Quoted passage:
[Start]
Puno, Peru - Lake Titicaca and the Floating Islands

So after leaving Cusco thoroughly exhausted, we hopped on a "tourist bus" to Puno. It would have been a lot cheaper to take a local bus, but we thought this sounded like fun, it had a buffet lunch included, and the bus was super comfy. And for a 10 hour trip, these things were essential.

We left at 7 am and stopped off at a little church right outside of Cusco. Alex and I could have cared less where we were, BECAUSE IT WAS FREEZING. We had some warm clothes...like a long sleeve shirt and a rain jacket, but we were in desperate need of layers. There were some women outside of the church selling Alpaca products, and we would have paid anything for a couple of sweaters and some gloves. But luckily it was actually the cheapest we had found the alpaca sweaters so far. We paid 36 bucks for two SUPER WARM sweaters, 2 pairs of gloves, and 2 hats. And while I'm pretty sure the sweaters were authentic, the gloves sucked, and the hats were only okay, but we were still happy not to be freezing our asses off. Here's the ass-cold church:



Very pretty but unappreciated considering our frozen brains. Next we stopped by some (more) ruins:


And by this time it was super hot again, so we took off all the stuff we have bought an hour previous. After a couple more hours of driving, we went to the best buffet lunch ever:


While we were sitting eating lunch, Alex was looking out the window and started talking to himself. He said, "Oh man he's going to do it. Don't do it. OH MAN HE DID IT!" Instead of attributing it to his usual crazy self, I decided to take a leap and ask him what he was looking at. He quickly pointed to a guy outside of the window who was looking at a bush. He leaned over, picked off some of the flowers, sniffed them, and THEN ATE THEM. It was awesome. He watched him walk around sniffing things and eating them, and at some point I snapped a picture of him:


Luckily, he was on our bus, and sitting right next to us. He was the most interesting man we had ever seen. He kept a notebook with him, where he sketched everything we had seen that day and wrote notes about it. Alex thinks he's Darwin, come back to make more observations about this world we live in. Whoever he was, we were grossly disappointed that he didn't speak English, and we would never hear his story.
[End]
Dataset records:
[Start]
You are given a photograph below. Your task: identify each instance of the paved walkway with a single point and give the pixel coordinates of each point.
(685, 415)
[End]
[Start]
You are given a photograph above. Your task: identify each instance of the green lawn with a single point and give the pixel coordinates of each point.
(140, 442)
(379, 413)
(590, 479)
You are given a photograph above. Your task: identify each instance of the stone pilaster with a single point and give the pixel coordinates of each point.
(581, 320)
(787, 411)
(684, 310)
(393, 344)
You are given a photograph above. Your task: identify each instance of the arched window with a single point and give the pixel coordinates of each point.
[End]
Job A: In the Puno travel post, how much did the two travelers pay for the warm clothes they bought outside the church?
Job B: Go on with the Puno travel post from its last sentence, in the same voice.

Written reply A: They paid 36 bucks for two sweaters, two pairs of gloves, and two hats.

Written reply B:
During the trip we also went to one of the highest driving points in Southern Peru. You know you're there when you wake up from your nap because you weren't getting enough oxygen in your sleep. It was at 4,335 km (13,123 ft):


We went to a museum where they had Vicuna!! They are the most adorable relations to the Alpaca, and have the softest wool in the world. A sweater from one of these babies cost around $400 USD. Yikes:


Later that night when we got to Puno, we had dinner at a pizzeria (we were craving it too much, don't judge us), where you could get a "Creep with Ice Cream". I think they meant Crepe, but we thought it was the best translation error yet. We explained what is was to our waiter, in what we thought was a very polite and joking matter, but he seemed to get really offended and was terrible the rest of the night. Whoops:


The next day we did the typical touristy things around Puno: See Lake Titicaca, and visit the Uros Floating Islands and Isla Tequile. We booked a tour through our hostel because we were too tired to try to get one at the docks in the morning. Basically all of the islands are made entirely out of reeds, meaning that they are not really islands, but floating vegetation that these people created. They used to not anchor them to the ground, so they could float aimlessly with the currents at any time they wanted to.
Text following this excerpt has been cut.